- **The task**: Please reproduce every one of the following rows verbatim, changing nothing.

- **Records shown**:
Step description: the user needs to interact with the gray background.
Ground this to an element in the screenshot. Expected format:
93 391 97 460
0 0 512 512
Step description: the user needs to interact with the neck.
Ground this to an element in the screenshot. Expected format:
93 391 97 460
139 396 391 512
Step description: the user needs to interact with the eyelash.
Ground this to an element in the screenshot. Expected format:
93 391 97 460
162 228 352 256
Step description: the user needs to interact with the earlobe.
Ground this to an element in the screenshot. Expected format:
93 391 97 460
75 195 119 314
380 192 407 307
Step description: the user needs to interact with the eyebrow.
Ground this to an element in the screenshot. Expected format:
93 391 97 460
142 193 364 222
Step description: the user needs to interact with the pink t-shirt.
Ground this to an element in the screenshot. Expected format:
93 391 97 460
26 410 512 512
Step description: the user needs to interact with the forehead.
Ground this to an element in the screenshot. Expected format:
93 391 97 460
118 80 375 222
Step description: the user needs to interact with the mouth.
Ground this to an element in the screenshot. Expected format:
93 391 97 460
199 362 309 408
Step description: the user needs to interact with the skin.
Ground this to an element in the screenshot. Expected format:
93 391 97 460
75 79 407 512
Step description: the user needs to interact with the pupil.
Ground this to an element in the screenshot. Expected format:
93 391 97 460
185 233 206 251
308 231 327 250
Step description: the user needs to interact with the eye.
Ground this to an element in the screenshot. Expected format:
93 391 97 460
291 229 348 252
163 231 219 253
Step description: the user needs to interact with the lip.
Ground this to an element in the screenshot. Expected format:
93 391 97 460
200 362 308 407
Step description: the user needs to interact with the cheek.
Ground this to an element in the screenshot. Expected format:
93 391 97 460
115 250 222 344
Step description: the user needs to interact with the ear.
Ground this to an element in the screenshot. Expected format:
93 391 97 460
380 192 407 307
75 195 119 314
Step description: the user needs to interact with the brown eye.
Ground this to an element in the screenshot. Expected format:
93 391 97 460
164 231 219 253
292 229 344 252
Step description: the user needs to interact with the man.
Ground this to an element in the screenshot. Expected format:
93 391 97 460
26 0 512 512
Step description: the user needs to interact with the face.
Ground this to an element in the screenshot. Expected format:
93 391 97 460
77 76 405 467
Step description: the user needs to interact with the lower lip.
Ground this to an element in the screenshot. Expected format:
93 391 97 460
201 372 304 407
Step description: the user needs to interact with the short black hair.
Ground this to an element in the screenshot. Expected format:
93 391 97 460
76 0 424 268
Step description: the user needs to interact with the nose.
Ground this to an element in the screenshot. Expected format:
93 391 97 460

- **Full response**:
Step description: the user needs to interact with the gray background.
Ground this to an element in the screenshot. Expected format:
93 391 97 460
0 0 512 512
Step description: the user needs to interact with the neck.
Ground this to an element in the screenshot. Expected format:
93 391 97 460
139 396 391 512
Step description: the user needs to interact with the eyelash.
Ground this to an element in the screenshot. Expected format:
93 391 97 460
162 228 352 256
Step description: the user needs to interact with the earlobe.
Ground this to an element in the screenshot. Expected format:
93 391 97 460
75 195 119 314
380 192 407 307
Step description: the user needs to interact with the eyebrow.
Ground this to an element in the screenshot. Expected format:
93 391 97 460
142 193 364 222
Step description: the user needs to interact with the pink t-shirt.
Ground this to an element in the screenshot. Expected format:
93 391 97 460
26 410 512 512
Step description: the user needs to interact with the forehead.
Ground this to an element in the screenshot. Expected format:
93 391 97 460
118 80 375 222
Step description: the user needs to interact with the mouth.
Ground this to an element in the screenshot. Expected format:
93 391 97 460
199 362 309 408
Step description: the user needs to interact with the skin.
Ground this to an element in the screenshot. Expected format:
93 391 97 460
75 79 407 512
Step description: the user needs to interact with the pupil.
Ground this to an element in the screenshot. Expected format:
93 391 97 460
185 233 206 251
308 231 327 250
Step description: the user needs to interact with the eye.
Ground this to an element in the screenshot. Expected format:
93 391 97 460
291 229 348 252
163 231 219 253
Step description: the user needs to interact with the lip.
Ground this to an element in the screenshot. Expected format:
93 391 97 460
200 362 308 407
Step description: the user needs to interact with the cheek.
Ground this to an element in the screenshot. Expected format:
93 391 97 460
115 250 222 344
Step description: the user needs to interact with the ear.
Ground this to an element in the screenshot. Expected format:
93 391 97 460
380 192 407 307
75 195 119 314
Step description: the user needs to interact with the brown eye.
Ground this to an element in the screenshot. Expected format:
93 391 97 460
164 231 219 253
292 229 344 252
Step description: the user needs to interact with the man.
Ground this to an element in the screenshot. Expected format:
93 391 97 460
26 0 512 512
Step description: the user needs to interact with the face.
Ground this to an element in the screenshot. Expected format:
93 391 97 460
77 76 405 467
Step description: the user needs to interact with the lower lip.
Ground this to an element in the screenshot. Expected format:
93 391 97 460
201 372 304 407
Step description: the user needs to interact with the short black hair.
Ground this to an element in the screenshot. Expected format:
93 391 97 460
76 0 424 268
Step description: the user needs to interact with the nose.
Ground this to an element in the screenshot. Expected format:
93 391 97 460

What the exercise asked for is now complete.